■ PROBLEM DESCRIPTION: Write out exactly the lines running from the one with "Target: balcony railing" to the last line of the entries, keeping both the first and the last.

■ PROVIDED RECORDS:
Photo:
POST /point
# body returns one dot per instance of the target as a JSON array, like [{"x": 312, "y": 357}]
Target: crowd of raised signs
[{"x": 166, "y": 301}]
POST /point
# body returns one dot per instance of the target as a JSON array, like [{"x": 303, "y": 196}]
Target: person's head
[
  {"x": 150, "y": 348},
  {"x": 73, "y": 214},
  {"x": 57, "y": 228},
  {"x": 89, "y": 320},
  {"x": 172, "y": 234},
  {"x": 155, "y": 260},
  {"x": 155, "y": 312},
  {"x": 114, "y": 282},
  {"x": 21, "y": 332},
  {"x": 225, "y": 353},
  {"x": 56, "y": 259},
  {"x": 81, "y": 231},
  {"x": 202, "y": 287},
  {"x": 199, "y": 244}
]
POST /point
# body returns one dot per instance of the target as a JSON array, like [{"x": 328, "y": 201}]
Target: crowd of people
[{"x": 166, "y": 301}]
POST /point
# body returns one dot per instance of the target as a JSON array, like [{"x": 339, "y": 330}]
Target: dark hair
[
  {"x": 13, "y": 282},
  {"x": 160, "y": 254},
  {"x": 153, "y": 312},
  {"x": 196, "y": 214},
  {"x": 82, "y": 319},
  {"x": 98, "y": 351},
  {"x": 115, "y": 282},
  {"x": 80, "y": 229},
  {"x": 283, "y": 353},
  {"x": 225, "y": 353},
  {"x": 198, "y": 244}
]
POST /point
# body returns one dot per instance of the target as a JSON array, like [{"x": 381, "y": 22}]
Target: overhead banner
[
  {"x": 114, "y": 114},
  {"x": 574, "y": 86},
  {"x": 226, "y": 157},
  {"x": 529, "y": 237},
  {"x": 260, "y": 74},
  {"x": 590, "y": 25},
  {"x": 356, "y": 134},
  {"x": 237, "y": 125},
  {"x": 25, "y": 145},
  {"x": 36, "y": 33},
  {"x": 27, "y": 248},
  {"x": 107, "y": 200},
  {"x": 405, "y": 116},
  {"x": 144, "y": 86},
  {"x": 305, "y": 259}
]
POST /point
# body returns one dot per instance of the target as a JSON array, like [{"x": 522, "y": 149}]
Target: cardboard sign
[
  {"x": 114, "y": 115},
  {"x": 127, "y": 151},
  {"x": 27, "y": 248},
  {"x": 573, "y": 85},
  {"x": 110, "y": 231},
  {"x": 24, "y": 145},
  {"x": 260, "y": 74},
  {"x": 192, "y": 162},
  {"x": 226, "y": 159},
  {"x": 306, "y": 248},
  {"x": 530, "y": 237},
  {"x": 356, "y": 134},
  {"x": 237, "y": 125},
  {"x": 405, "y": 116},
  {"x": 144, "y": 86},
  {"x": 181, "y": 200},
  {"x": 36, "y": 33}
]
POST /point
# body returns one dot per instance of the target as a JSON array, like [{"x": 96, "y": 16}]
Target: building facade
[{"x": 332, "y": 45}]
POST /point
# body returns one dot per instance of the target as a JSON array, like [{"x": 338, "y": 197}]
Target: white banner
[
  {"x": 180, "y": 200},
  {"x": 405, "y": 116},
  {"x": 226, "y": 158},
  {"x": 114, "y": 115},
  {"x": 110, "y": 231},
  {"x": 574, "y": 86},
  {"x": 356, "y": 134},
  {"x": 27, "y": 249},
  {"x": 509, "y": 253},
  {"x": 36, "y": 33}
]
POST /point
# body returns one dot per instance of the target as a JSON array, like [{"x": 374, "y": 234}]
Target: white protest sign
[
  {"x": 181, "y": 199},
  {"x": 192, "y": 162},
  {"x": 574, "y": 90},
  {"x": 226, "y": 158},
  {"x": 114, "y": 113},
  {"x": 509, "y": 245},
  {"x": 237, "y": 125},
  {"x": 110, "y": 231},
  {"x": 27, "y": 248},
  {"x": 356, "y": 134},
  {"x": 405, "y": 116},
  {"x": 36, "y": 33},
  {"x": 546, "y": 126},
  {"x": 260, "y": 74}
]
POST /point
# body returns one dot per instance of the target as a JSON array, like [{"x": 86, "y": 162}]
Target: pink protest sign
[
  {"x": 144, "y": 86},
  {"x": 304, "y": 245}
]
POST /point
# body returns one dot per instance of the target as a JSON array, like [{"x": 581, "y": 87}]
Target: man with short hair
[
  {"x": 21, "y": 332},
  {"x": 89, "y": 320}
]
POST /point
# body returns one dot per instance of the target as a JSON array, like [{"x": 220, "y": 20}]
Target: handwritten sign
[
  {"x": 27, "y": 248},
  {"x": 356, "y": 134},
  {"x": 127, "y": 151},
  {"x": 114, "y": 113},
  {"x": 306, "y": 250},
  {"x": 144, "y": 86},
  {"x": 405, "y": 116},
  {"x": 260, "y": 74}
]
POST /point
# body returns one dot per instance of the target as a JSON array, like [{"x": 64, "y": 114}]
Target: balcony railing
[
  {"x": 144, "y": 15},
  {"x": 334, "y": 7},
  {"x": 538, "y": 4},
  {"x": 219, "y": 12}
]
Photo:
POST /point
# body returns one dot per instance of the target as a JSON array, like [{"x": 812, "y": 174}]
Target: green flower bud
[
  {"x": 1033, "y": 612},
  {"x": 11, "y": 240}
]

■ TASK RESPONSE:
Target: balcony railing
[
  {"x": 144, "y": 15},
  {"x": 334, "y": 7},
  {"x": 538, "y": 4},
  {"x": 219, "y": 12}
]
Photo:
POST /point
# body returns one dot per instance of the target as a JSON array, like [{"x": 812, "y": 174}]
Target: green flower bud
[
  {"x": 1033, "y": 612},
  {"x": 11, "y": 240}
]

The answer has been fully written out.